Without any pictures, reproduce exactly the lines running from the line containing "skyline. Keep to one point per instance." through the end of the entries.

**MATERIAL FOR THE TASK**
++++
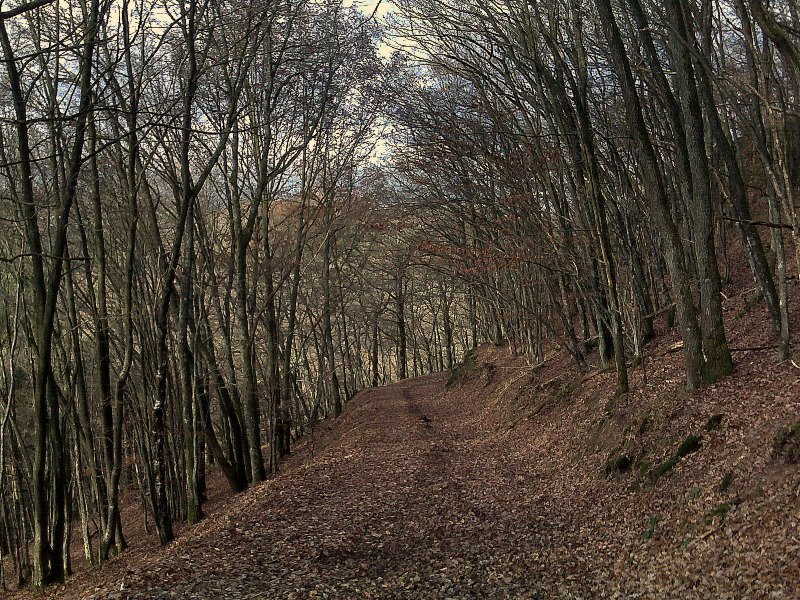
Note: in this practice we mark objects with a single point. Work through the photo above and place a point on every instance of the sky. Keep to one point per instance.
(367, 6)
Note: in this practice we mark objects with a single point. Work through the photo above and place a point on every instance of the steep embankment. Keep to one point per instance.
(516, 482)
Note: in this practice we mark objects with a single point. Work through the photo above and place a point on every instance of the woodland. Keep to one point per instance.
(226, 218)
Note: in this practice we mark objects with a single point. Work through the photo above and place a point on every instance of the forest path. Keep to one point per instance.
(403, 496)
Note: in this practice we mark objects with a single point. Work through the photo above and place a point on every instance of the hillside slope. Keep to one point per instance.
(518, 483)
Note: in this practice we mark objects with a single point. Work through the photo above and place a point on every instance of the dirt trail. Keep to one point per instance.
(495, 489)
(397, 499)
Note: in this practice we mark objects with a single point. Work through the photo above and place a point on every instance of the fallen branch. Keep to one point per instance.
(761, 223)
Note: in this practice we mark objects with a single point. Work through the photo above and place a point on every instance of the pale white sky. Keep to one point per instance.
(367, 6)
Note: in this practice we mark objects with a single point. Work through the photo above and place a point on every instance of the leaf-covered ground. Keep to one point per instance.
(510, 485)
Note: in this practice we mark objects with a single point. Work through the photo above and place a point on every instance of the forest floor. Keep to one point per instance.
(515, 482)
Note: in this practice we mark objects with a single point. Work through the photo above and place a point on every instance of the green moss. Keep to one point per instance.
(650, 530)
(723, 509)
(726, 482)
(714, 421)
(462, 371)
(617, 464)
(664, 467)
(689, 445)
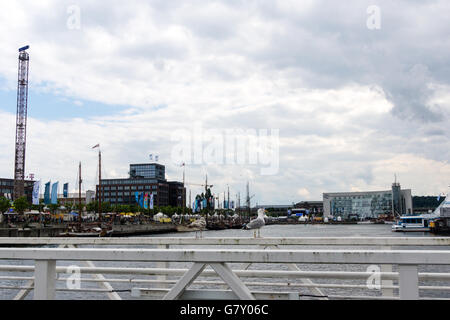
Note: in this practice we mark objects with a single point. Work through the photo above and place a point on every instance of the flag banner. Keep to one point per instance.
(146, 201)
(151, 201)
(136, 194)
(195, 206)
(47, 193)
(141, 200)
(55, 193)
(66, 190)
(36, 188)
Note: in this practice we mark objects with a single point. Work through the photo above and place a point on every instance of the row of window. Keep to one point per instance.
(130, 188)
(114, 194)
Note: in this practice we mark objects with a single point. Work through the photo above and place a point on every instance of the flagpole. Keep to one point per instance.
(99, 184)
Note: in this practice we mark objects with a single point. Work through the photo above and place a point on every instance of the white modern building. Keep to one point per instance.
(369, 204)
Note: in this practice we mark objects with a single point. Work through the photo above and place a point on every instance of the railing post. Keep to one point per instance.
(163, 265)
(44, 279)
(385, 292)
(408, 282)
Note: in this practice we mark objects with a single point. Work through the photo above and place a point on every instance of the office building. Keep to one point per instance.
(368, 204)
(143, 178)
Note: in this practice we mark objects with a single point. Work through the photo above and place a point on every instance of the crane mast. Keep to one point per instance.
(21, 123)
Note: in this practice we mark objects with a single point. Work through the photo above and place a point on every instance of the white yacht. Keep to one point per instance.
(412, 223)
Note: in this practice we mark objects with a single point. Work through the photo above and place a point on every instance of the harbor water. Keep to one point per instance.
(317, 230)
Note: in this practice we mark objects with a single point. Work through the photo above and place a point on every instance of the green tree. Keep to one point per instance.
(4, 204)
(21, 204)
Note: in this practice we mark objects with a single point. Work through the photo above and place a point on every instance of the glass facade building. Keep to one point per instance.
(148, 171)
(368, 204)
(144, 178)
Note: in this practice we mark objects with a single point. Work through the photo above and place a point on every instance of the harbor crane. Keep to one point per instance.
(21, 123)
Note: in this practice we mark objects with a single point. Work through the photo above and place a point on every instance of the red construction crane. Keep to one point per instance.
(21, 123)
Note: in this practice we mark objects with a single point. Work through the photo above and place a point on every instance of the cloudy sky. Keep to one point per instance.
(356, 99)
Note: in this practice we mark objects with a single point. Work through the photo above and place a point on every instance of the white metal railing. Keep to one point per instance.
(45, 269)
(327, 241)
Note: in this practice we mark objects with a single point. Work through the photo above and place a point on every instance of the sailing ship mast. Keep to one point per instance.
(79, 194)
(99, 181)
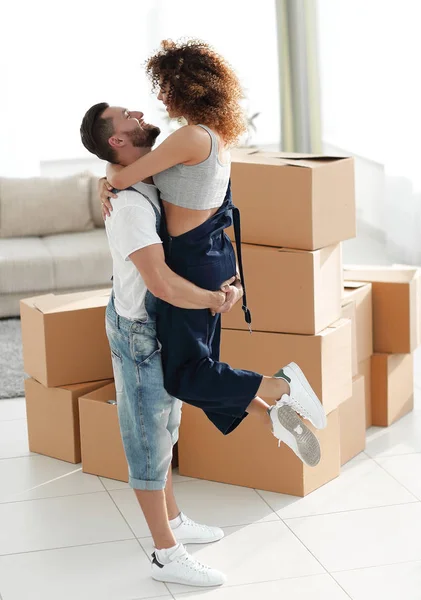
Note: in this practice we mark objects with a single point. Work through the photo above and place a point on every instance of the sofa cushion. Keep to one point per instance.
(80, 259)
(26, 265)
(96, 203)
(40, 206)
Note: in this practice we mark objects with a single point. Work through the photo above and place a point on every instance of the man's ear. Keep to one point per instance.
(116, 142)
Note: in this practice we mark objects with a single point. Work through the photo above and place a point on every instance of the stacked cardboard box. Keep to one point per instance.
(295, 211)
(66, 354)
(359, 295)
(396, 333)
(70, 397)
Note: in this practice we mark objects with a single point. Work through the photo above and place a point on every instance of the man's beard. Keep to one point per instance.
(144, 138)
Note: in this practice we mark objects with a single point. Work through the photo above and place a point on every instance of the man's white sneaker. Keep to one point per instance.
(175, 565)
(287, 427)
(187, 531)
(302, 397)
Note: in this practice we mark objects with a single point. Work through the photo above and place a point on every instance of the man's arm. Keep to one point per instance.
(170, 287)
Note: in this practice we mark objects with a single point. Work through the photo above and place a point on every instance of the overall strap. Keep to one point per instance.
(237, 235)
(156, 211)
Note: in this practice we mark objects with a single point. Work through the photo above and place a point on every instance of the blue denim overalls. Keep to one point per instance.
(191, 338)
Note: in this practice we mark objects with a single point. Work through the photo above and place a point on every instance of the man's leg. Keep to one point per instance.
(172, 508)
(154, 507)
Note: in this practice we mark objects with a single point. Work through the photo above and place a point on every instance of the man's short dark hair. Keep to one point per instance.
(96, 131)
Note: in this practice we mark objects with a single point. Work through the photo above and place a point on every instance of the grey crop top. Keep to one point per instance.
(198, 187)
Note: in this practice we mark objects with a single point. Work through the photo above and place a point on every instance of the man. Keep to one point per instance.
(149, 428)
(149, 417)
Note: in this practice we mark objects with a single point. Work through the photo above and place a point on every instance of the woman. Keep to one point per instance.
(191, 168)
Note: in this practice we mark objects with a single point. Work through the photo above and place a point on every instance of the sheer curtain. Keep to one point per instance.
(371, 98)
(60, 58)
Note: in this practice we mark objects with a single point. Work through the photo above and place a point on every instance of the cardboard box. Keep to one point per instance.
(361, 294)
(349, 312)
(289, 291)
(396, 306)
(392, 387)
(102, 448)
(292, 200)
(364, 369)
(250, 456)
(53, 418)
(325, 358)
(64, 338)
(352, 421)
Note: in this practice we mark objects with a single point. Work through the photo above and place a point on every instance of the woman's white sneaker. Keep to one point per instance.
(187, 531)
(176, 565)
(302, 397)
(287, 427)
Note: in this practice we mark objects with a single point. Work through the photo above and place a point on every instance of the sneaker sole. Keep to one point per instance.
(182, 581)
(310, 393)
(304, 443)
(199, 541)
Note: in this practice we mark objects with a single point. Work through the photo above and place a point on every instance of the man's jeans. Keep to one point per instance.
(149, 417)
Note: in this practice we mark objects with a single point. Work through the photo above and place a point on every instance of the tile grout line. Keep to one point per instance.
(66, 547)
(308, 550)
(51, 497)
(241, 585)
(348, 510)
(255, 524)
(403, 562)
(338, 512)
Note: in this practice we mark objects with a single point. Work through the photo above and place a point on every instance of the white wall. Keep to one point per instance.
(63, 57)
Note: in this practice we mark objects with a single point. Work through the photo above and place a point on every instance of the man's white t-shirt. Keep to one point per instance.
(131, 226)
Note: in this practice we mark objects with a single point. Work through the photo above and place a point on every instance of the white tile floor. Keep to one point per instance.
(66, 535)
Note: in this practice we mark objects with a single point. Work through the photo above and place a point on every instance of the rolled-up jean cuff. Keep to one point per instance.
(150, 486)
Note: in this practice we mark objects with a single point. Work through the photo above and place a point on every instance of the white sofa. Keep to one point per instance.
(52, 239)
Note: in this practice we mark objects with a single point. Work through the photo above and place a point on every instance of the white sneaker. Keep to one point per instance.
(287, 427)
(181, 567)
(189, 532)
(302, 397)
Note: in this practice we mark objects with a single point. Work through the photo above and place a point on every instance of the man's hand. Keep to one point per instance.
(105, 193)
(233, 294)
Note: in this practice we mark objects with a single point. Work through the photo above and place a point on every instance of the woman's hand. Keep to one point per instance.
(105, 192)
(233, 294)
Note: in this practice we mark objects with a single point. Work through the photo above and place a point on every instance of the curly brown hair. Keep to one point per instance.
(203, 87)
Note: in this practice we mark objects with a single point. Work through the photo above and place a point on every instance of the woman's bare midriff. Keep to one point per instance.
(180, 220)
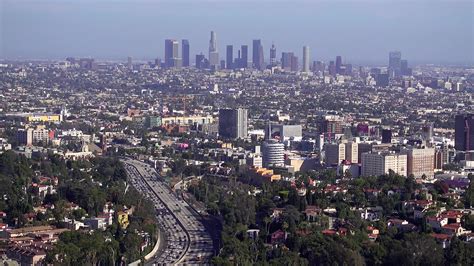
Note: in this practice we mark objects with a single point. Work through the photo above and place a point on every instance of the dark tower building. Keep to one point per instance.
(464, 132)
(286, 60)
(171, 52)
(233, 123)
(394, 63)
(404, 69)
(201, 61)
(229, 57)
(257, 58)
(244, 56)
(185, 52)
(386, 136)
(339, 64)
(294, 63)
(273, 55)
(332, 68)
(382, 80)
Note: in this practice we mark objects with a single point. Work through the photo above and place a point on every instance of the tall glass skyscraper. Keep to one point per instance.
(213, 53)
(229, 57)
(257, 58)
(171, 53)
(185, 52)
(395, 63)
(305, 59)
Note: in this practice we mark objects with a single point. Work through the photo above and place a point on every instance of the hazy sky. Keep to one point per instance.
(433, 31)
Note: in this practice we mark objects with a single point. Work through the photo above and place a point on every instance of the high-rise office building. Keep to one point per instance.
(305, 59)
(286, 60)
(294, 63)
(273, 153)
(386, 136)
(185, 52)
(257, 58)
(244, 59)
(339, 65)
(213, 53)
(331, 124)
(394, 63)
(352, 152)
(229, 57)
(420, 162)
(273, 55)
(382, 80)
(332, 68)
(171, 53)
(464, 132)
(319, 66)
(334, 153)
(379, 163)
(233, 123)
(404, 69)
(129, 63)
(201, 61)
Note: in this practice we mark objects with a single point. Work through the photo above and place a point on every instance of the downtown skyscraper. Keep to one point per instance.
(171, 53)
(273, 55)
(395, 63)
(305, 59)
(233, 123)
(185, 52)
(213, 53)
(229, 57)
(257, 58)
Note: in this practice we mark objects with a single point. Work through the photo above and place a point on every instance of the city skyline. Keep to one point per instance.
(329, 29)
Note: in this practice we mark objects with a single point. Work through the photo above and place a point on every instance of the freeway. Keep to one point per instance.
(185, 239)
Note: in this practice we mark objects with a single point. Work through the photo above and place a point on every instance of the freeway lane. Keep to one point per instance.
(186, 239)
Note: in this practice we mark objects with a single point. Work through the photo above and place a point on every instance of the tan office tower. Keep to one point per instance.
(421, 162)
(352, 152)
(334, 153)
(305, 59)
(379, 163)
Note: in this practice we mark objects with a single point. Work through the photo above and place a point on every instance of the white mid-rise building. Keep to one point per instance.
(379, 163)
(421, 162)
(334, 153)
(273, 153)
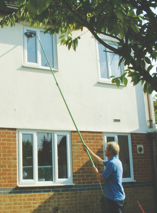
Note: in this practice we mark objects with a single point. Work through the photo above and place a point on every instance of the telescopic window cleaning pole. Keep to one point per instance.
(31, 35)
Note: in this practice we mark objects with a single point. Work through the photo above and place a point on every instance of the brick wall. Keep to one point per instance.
++++
**SOLVED EXERCISE**
Note: in this practice we mark objects with a single point. Work through the photo above and place a point on every instance of the city skyline. Keep to one point per instance.
(329, 29)
Note: in this practice we mark objects with a single point. Work through the photo above and place a point on every instance of the freeway. Keep to one point per instance.
(185, 239)
Note: in this practice we mark objects with a single point. Work through the photo above and place a point on every instance of the freeway lane. Keep to one point per instance.
(186, 239)
Note: in this practice we mark objects with a single point. Work through the photo above and place a point on every instance of the tan office tower. Keep to one point per instance.
(421, 162)
(352, 152)
(334, 153)
(305, 59)
(379, 163)
Note: in this practice we mark objects with a single point. Work through the photo above and place a point on every instance of the white mid-rise building. Keep to one point per instance.
(379, 163)
(421, 162)
(334, 153)
(273, 153)
Note: in this practice we mark objects with a single point. Work through the photo above and place a point on every instance of the telescopic window cleaning pole. Keep to one point per instance.
(31, 35)
Note: in this practice we mark objects with a single point. Work through the photo above and place a point on every instance of the brick wall. Keep to one point per instance.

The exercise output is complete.